** Written problem **
Reproduce word for word the passage of the Roblox stock article below that opens with the words "Due to its user-generated" and closes with "at $-67.7 million.".

** Text extract **
Is Roblox Stock a Buy?

Is Roblox Stock a Buy? Gaming platform Roblox (NYSE:RBLX) is among a group of exciting next-generation tech stocks that experienced enormous selloffs in 2022. The share price currently trades under $35, down from a 52-week high of over $80.
As such, many growth investors are eyeing Roblox as a potentially oversold value buy. But is it?
For those unfamiliar with the company, Roblox operates an online gaming platform that allows users to create their own games and 3D content. According to Roblox itself, the company’s user baser base includes millions of developers worldwide who use Roblox Studio to create and publish immersive 3D games.
Due to its user-generated gaming model, Roblox is also closely tied with the emerging metaverse market. The Roblox platform is a practical and accessible solution for individuals and companies to use in creating their own metaverse applications.
If the metaverse is, as predicted, the future of the internet, there’s a good chance that Roblox could become one of the key tools used to build it.

Will The Metaverse Stem The Tide?

In Q3, Roblox reported a 2 percent year-over-year revenue increase to $517.7 million. Bookings rose 10 percent to $701.7 million. Free cash flow, however, was discouragingly negative at $-67.7 million.

** Given records **
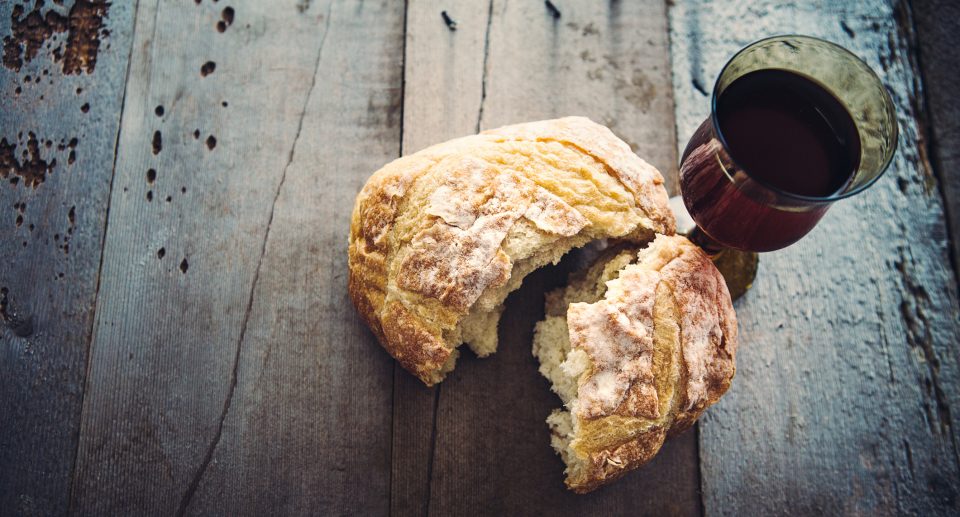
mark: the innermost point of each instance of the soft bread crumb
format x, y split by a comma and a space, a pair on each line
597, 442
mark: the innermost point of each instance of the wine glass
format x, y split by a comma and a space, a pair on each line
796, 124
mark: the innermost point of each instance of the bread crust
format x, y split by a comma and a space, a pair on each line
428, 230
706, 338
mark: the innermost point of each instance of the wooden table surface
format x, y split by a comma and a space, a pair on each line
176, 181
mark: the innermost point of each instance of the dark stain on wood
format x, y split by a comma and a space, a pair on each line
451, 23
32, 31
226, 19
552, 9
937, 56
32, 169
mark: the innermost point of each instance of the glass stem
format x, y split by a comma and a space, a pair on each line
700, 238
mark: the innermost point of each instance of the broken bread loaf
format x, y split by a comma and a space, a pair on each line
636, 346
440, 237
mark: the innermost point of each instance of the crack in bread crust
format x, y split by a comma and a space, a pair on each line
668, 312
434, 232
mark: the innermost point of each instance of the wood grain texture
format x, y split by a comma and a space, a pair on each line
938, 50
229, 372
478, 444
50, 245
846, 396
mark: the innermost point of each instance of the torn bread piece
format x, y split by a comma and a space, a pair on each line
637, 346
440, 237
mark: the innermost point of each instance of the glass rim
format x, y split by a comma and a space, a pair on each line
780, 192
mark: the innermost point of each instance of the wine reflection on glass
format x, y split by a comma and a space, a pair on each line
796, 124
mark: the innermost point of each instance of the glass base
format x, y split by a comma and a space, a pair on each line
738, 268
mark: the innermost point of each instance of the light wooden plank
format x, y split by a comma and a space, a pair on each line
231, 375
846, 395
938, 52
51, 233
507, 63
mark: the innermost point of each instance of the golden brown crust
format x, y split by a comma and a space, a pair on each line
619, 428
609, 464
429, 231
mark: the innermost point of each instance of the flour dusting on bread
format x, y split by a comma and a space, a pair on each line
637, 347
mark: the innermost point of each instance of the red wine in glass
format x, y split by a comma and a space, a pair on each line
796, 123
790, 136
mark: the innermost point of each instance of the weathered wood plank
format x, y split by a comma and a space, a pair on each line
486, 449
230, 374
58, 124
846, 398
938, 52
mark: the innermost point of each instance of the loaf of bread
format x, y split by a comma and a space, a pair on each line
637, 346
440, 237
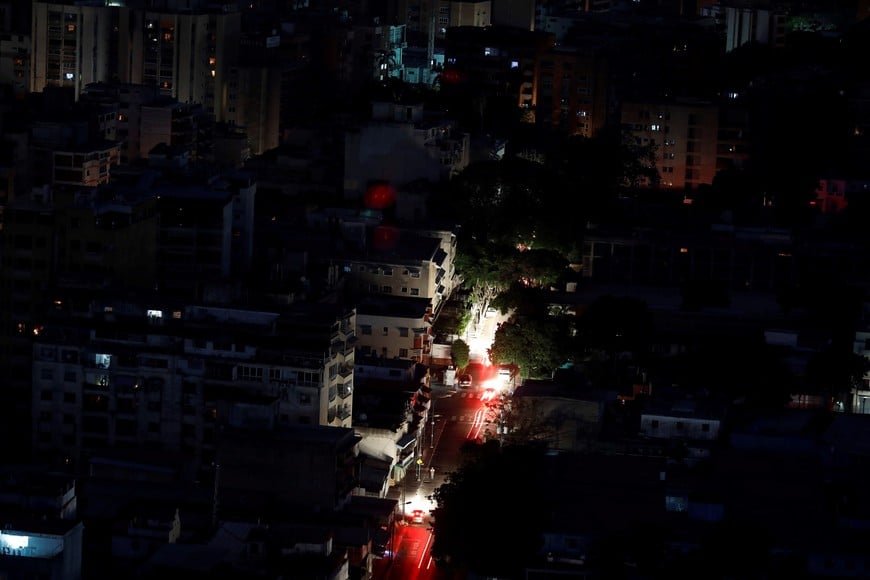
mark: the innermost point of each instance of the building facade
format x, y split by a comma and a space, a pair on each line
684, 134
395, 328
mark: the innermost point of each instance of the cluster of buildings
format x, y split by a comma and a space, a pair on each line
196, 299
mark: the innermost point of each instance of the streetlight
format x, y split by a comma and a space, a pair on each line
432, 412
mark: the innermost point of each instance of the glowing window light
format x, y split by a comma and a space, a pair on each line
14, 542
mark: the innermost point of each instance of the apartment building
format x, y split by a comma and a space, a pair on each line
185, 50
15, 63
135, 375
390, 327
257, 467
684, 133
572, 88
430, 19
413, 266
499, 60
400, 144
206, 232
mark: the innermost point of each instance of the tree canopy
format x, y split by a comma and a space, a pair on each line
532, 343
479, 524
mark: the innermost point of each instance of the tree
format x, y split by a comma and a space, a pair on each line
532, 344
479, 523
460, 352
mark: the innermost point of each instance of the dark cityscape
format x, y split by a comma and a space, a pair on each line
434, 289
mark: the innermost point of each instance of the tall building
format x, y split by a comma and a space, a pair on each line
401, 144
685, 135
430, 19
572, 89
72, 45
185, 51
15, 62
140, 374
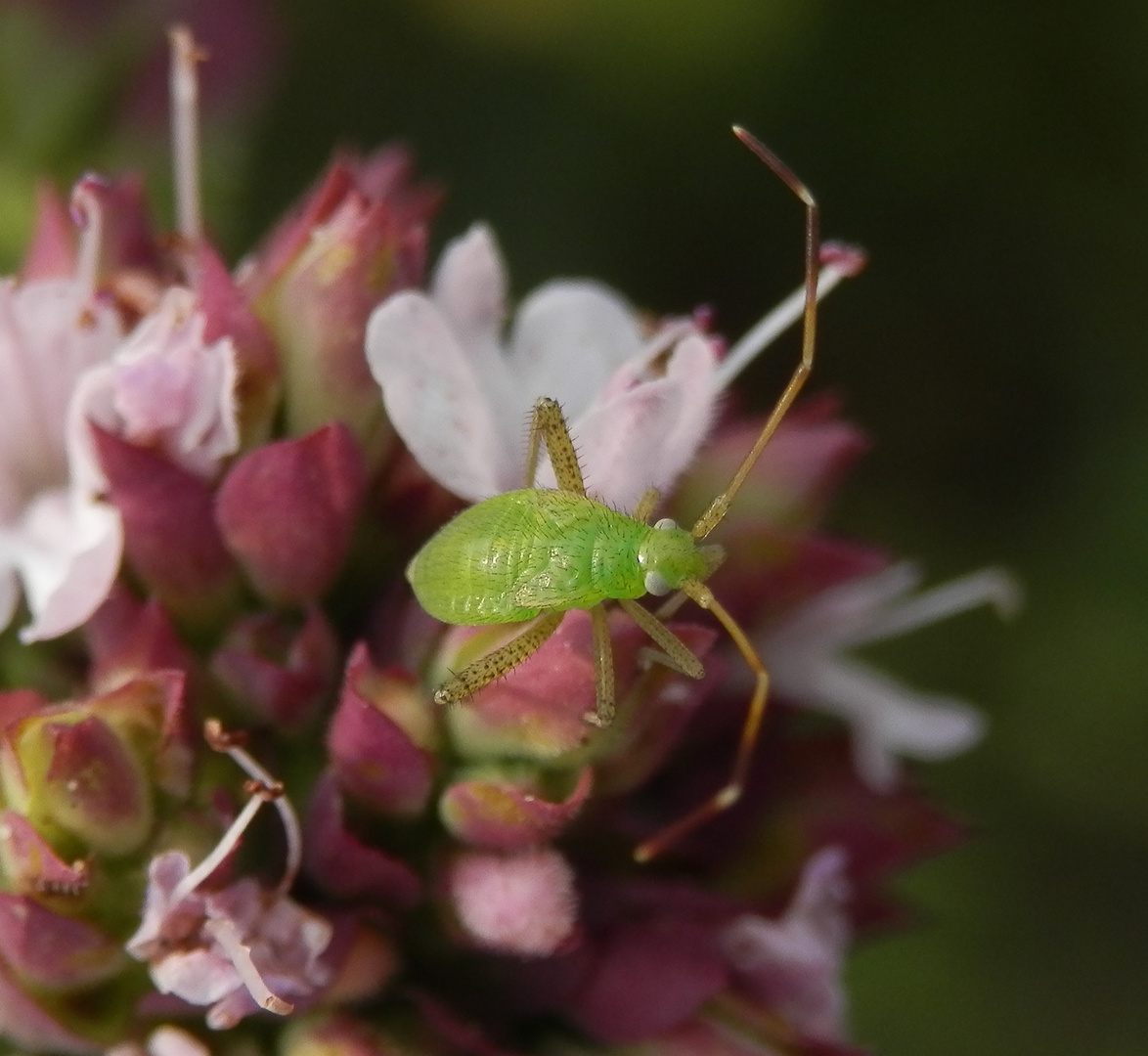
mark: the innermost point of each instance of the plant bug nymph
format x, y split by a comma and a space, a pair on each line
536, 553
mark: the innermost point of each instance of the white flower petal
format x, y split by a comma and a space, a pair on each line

** Written response **
Due to its user-generated gaming model, Roblox is also closely tied with the emerging metaverse market. The Roblox platform is a practical and accessible solution for individuals and companies to use in creating their own metaverse applications.
If the metaverse is, as predicted, the future of the internet, there’s a good chance that Roblox could become one of the key tools used to build it.

Will The Metaverse Stem The Tide?

In Q3, Roblox reported a 2 percent year-over-year revenue increase to $517.7 million. Bookings rose 10 percent to $701.7 million. Free cash flow, however, was discouragingly negative at $-67.7 million.